> CONSEGNE:
A: Nel brano su Purim, in quale volume Fackenheim formula la domanda sulla morte dei figli di Aman?
B: Riprendi il brano su Purim e proseguilo a partire dall'ultima frase riportata.

Non posso non registrare qui un daver acher che da molti anni, ad ogni Purim, mi fa pensare. E’ quanto disse una volta il rabbino riformato e autorevole filosofo Emil L. Fackenheim (nel volume Leggere la Bibbia dopo la Shoah): dopo che Hitler ha perseguitato gli ebrei non per qualcosa che hanno fatto ma per il solo aver avuto genitori e nonni ebrei, possiamo accettare che i dieci figli di Aman – di cui la meghillà dà i nomi propri, per identificarli come persone – muoiano impiccati per la colpa del loro malvagio genitore? Se qui ‘i figli’ pagano per colpe commesse dal ‘padre’, non viene contraddetta la norma di Devarim/Dt 24,16 (“non si metteranno a morte i figli per la colpa dei padri”)? La condanna del perfido Aman può essere giustificata come middà keneghed middà, dunque come un atto di giustizia, ma la condanna dei suoi figli che erano estranei al complotto antiebraico del padre come la giustifichiamo moralmente oggi? Domanda legittima, che sfida una lettura ingenua e meramente nazionalistica della storia, che tuttavia celebra proprio la sopravvivenza di Israele. Sempre Fackenheim ebbe a dire che i cristiani possono tranquillamente fare a meno di questa storia biblica – infatti quando mai la leggono o la commentano nelle loro prediche? – ma gli ebrei non possono assolutamente farne a meno: “Nel libro biblico di Esther – afferma il filosofo tedesco-canadese-israeliano – la salvezza è rappresentata dal coraggio e della fedeltà di Mordecai e di Esther, assistiti dalla fortuna… Che un ebreo oggi si identifichi tanto con il racconto di Esther quanto con la preghiera di Purim è evidente dal fatto che i bambini ebrei, in Israele, ne hanno fatto una festa pubblica, da celebrare in strada, vestiti come personaggi della meghillà…”.

> DATI FORNITI:
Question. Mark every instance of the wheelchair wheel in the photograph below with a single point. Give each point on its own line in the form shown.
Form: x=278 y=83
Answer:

> RISPOSTE:
A: Nel volume Leggere la Bibbia dopo la Shoah.

B:
Festa della sopravvivenza ebraica, o meglio, come ha suggerito Rav Joseph Soloveitchik, giorno in cui ci si ricorda quanto vulnerabile siano ogni ebreo, ogni comunità ebraica e tutto il popolo d’Israele dinanzi a quell’odio irrazionale che chiamiamo antisemitismo. In effetti la meghillà è, anche, una desolante storia di odio antiebraico. “La mera esistenza degli ebrei – dice rav Soloveitchik – irrita Amaleq [e Aman è, per la tradizione, un discendente di Amaleq] e il suo odio può repentinamente e violentemente erompere e tradursi in sterminio. Perché succede questo? Non esiste una risposta. E’ una situazione assurda, che ha accompagnato l’ebreo fin dagli albori della sua storia. I nostri maestri suggeriscono che ciò è legato, in qualche modo, al singolare destino religioso che ci è stato assegnato al monte Sinai (cfr. TB Shabbat 89b)”. E siamo così tornati alla domanda sul ‘telos’, sul fine e il senso di questa festa: occorre rallegrarsi e bere per celebrare lo scampato pericolo? Certo, ma fino a che punto? E soprattutto fino a quando? A Purim, da notare, non si canta l’intero Hallel. Purim è la festa di una redenzione, certamente. Ma non ancora della Redenzione… E non sarà Redenzione fino a quando tutti i nipoti di Aman non siederanno a Benè Braq a studiare Torà. Anche questa è una lettura della meghillà secondo i nostri maestri.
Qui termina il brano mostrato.